### Page excerpt
2026-01-23 19:52 ET - News Release

Mr. Josh Wardell reports

STRACON GROUP HOLDING INC. REJECTS FALSE CLAIMS MADE BY SLC HOLDINGS INC.

Stracon Group Holding Inc. has rejected false claims made by SLC Holdings Inc. in an application filed with the Ontario Securities Commission.

As described in the company's prospectus dated Dec. 16, 2025, on Nov. 1, 2025, the company and Stracon Holdings SA (Stracon Peru) completed a long-form amalgamation in accordance with Section 183 of the Yukon Business Corporations Act. For Peruvian legal purposes, the amalgamation was carried out as a merger pursuant to Section 344 and following of the Peruvian Companies Law. Herein, this cross-border business combination is referred to as the merger. As a result of the merger, Stracon Peru would cease to exist separately from the company for both Canadian and Peruvian legal purposes, and the assets and liabilities of Stracon Peru would be assigned to the Peruvian branch of the company as of the effective date of the merger (which was Nov. 1, 2025).

### Your objective
Quote the Stracon news release between "2026-01-23 19:52 ET" and "Ontario Securities Commission.", inclusive. These records have nothing to do with the news release above.

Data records

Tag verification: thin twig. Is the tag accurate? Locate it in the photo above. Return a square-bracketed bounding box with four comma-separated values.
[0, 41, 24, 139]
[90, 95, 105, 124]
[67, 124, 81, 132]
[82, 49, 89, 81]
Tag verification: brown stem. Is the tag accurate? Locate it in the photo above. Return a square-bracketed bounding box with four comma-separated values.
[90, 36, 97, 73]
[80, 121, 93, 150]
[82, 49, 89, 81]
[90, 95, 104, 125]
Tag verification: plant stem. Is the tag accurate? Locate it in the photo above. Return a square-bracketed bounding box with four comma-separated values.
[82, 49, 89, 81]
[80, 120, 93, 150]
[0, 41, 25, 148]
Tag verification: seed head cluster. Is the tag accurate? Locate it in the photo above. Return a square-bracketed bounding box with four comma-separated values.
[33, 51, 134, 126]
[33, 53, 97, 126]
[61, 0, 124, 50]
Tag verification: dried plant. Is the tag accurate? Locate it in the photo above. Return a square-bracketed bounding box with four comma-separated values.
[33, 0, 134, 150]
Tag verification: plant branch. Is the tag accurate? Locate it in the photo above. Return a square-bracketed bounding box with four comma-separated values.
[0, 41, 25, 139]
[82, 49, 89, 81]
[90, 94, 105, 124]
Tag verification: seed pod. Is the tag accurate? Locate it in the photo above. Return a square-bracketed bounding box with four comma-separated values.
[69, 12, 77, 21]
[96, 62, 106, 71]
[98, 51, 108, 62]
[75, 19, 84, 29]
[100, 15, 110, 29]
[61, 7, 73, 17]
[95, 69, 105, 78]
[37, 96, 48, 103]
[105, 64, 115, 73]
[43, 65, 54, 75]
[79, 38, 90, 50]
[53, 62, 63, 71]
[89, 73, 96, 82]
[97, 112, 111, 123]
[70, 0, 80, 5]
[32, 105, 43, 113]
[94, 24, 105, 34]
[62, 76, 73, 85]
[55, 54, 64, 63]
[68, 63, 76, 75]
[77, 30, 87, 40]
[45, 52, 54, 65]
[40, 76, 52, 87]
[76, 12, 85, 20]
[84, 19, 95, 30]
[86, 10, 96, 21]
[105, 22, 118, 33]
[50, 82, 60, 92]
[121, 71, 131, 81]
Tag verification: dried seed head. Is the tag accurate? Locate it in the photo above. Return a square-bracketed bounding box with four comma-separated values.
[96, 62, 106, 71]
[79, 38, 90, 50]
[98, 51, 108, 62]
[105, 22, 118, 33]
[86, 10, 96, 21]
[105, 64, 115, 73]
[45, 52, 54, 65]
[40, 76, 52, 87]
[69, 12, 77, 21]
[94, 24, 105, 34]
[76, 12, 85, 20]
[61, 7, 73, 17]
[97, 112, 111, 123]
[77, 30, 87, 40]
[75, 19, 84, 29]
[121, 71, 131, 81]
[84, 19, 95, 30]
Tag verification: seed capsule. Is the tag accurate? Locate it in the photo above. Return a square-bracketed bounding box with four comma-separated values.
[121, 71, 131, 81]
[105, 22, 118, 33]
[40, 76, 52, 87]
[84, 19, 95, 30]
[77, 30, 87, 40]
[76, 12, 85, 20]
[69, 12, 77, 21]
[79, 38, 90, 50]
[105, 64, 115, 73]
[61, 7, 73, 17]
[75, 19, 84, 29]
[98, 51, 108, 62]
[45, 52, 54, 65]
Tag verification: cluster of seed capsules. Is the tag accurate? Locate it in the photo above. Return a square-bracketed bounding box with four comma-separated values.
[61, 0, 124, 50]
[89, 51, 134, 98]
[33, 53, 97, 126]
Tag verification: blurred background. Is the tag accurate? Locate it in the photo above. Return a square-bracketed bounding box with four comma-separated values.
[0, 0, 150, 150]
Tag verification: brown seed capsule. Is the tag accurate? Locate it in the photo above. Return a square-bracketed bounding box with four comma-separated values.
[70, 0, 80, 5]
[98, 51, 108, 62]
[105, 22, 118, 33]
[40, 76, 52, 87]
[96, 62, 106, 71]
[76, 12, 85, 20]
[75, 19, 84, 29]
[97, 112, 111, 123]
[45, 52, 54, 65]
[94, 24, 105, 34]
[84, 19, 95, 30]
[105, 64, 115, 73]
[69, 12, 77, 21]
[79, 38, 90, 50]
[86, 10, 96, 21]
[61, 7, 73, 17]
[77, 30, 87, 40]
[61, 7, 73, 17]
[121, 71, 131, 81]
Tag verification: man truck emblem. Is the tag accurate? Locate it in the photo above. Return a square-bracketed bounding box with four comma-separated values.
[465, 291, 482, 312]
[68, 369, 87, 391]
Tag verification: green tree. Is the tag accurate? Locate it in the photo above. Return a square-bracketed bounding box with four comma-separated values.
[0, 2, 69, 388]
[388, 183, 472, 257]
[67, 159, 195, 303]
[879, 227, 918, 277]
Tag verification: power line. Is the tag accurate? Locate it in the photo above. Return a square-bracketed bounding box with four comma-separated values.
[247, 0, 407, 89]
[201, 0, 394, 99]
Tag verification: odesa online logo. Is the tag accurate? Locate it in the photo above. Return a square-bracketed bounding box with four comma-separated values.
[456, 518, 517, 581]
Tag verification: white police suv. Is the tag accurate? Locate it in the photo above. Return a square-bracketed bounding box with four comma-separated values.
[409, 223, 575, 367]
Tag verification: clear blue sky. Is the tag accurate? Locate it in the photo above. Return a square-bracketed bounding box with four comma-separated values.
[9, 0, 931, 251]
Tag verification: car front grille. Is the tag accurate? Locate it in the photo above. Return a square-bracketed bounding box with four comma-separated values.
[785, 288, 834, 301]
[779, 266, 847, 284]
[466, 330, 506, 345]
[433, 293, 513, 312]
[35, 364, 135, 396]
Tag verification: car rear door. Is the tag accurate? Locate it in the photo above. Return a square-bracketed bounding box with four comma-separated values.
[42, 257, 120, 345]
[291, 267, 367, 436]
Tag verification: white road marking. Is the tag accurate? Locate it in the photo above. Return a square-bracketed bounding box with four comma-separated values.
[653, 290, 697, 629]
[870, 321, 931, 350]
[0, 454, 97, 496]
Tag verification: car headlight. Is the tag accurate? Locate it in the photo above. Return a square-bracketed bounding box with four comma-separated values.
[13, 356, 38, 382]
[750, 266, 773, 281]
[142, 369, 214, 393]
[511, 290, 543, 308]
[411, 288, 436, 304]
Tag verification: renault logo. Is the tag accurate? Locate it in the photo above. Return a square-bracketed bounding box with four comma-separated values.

### Solution for this exercise
2026-01-23 19:52 ET - News Release

Mr. Josh Wardell reports

STRACON GROUP HOLDING INC. REJECTS FALSE CLAIMS MADE BY SLC HOLDINGS INC.

Stracon Group Holding Inc. has rejected false claims made by SLC Holdings Inc. in an application filed with the Ontario Securities Commission.